• Task statement
Name the three kinds of gift that the passage about gift-giving says each child should receive.

The challenge for Guy and I was this; to give only three gifts to each child; one needful, one joyful, and one meaningful.  (Now if you are one of those awesome people who always understood the less-is-more concept of gifting, you will forgive my materialism and small mindedness. Trust me, I'm plenty ashamed. Three gifts is, I understand, A LOT. )

This new guideline didn't preclude any one gift we had ever given in the past.  It just meant that each gift should have real intention; a meaning beyond "I think so-and-so would like this".  It took a great shift in my thinking to undertake this change.  In the past, I thought about so many things that each kid needed and liked, and when I would find them at a good price, I was eager to provide.  I think if I had to distill my prior gifting philosophy, it would have been: "see how much I can get for as little money as possible". Part of that came from knowing we could not afford big fancy gifts, so, like an emotional eater, I tried to fill the void with quantity.  A cheap-gift smoke-screen. It was not intentional, and I only gained an understanding of my off-centered thinking in the past few weeks. Hi, my name is Laine, and I'm a twisted gifter.

With the new parameters, I would have to choose just one thing each child needed, just one they would have fun with, and just one that held some meaning to them.

The shopping looked very different this year.  Because of my memory problems and my fruitful ovaries, I had a spread sheet listing each kids' name, and columns representing the different gift types.   Guy and I spent a great deal of time talking before we even got into the car to begin our shopping.  We discussed the various needs and talents of the children.  We learned quickly that "meaningful" was often "joyful" too.  We also found it was sometimes hard to choose a needful gift out of the many needs of a fast-growing child.  It was hard to pass up the many little gifts that were cute, but totally unnecessary; gimcracks, I have learned they are called.

• Extracted records
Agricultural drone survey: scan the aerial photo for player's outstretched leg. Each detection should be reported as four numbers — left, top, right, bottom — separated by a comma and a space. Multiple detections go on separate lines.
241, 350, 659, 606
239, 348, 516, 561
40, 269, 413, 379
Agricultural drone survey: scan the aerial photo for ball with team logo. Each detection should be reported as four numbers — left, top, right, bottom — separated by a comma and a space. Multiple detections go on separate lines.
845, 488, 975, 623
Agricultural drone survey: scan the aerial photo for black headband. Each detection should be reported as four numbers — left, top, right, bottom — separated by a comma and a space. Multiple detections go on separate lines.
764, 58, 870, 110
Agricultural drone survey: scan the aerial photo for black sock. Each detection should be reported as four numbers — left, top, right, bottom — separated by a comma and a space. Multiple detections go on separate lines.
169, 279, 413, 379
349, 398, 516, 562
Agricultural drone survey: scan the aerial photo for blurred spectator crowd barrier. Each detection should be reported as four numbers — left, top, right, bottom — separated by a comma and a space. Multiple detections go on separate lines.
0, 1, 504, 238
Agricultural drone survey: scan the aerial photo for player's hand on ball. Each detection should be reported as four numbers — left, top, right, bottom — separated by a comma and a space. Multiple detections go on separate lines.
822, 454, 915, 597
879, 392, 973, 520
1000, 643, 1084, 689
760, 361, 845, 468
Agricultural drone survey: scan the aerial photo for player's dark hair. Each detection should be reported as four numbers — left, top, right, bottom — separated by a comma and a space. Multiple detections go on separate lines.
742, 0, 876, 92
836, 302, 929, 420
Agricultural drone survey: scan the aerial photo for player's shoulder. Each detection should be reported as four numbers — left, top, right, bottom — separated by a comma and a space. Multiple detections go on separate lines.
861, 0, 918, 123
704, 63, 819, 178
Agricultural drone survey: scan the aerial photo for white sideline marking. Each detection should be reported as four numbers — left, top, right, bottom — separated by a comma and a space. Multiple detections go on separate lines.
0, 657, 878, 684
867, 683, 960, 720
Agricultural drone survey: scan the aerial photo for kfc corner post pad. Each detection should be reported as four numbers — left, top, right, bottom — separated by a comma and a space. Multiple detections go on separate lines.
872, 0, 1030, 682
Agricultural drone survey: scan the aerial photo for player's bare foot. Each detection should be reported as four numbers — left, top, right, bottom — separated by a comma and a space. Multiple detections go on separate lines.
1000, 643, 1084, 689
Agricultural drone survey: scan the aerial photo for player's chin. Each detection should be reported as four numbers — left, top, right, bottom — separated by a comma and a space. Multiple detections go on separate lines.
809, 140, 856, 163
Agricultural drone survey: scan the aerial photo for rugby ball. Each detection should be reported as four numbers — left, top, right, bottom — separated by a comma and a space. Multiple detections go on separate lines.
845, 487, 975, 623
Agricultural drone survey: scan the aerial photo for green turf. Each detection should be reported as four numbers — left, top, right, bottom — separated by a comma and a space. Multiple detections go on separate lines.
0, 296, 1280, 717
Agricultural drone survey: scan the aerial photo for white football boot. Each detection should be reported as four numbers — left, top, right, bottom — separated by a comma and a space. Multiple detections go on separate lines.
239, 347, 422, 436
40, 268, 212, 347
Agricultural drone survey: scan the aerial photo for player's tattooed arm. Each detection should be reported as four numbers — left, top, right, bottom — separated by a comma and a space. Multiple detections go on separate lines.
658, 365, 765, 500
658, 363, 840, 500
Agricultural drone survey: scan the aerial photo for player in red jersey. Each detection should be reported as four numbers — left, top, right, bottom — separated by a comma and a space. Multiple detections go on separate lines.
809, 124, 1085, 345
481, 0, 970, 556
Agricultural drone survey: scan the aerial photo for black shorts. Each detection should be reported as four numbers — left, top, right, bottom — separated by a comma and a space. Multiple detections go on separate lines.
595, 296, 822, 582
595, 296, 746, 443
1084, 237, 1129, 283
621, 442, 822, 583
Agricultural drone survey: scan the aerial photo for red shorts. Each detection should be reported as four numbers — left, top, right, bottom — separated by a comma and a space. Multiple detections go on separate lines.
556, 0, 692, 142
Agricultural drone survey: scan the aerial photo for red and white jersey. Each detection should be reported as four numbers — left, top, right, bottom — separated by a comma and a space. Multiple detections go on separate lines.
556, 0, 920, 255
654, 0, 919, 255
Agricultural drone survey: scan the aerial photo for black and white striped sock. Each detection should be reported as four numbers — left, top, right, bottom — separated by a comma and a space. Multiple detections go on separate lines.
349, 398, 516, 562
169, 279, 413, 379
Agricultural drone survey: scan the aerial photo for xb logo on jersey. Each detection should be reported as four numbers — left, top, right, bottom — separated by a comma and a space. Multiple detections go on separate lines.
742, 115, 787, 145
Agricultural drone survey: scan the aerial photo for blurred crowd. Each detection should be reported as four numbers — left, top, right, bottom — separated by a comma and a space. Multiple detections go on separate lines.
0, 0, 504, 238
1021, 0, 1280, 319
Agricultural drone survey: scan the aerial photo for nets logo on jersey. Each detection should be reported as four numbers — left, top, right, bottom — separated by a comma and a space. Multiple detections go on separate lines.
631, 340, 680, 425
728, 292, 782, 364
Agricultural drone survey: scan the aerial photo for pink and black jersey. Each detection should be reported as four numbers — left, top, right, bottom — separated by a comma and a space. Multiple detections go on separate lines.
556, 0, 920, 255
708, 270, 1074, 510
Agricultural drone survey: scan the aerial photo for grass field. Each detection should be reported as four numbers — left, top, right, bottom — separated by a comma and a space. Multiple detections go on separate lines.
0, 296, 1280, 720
* * *
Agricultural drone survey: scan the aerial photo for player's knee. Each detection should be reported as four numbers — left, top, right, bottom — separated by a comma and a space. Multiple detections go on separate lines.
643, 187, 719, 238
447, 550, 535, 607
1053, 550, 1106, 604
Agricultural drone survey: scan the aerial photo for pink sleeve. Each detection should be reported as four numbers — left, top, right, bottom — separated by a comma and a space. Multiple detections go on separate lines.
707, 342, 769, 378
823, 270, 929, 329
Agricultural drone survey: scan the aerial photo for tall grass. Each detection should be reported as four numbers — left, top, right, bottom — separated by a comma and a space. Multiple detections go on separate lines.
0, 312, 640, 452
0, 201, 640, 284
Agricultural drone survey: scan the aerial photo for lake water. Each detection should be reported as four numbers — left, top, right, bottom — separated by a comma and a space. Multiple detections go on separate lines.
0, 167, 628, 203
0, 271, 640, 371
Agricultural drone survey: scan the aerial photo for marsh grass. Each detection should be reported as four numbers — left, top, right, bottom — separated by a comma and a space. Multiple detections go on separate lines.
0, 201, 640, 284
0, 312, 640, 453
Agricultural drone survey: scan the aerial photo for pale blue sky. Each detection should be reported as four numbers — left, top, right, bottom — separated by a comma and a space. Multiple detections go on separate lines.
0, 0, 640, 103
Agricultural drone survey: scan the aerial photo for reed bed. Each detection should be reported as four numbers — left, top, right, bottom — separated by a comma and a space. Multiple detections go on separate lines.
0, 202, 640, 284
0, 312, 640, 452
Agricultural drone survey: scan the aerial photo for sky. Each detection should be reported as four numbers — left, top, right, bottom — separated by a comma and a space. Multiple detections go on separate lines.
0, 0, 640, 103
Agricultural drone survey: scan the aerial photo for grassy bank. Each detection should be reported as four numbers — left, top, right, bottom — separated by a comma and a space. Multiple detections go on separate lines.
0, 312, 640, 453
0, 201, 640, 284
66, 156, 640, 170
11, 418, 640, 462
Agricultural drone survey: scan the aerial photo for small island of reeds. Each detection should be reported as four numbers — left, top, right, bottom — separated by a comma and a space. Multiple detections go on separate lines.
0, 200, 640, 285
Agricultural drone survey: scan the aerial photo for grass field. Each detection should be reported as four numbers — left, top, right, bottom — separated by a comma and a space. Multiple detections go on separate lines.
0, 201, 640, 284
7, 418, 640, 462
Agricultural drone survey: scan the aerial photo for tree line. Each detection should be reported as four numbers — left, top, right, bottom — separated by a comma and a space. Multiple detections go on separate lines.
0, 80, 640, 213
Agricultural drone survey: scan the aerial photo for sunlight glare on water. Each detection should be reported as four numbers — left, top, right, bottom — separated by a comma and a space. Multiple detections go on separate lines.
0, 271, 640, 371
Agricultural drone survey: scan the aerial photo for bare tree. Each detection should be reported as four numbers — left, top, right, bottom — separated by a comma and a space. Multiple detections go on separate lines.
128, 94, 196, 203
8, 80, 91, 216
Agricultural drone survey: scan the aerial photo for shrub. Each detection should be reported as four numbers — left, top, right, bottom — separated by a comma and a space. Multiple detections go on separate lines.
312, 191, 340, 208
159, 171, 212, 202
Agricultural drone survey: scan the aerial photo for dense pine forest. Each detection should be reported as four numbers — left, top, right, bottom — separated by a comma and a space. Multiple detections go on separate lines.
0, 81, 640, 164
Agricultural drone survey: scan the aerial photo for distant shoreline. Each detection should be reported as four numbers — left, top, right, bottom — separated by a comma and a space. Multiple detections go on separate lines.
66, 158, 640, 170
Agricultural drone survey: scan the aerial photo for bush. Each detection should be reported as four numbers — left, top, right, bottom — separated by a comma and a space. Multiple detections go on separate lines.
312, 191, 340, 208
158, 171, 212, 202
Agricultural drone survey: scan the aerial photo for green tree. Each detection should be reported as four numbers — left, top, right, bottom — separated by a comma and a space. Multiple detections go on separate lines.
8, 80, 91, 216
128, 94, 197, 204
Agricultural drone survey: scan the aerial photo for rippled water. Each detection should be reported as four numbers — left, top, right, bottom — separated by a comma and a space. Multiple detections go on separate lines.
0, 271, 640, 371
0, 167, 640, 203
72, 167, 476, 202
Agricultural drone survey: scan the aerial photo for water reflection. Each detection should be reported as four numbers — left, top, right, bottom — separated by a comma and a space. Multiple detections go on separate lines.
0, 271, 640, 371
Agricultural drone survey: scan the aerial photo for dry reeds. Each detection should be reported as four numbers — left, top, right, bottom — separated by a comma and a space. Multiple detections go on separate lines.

• Answer for the task
Needful, joyful, and meaningful.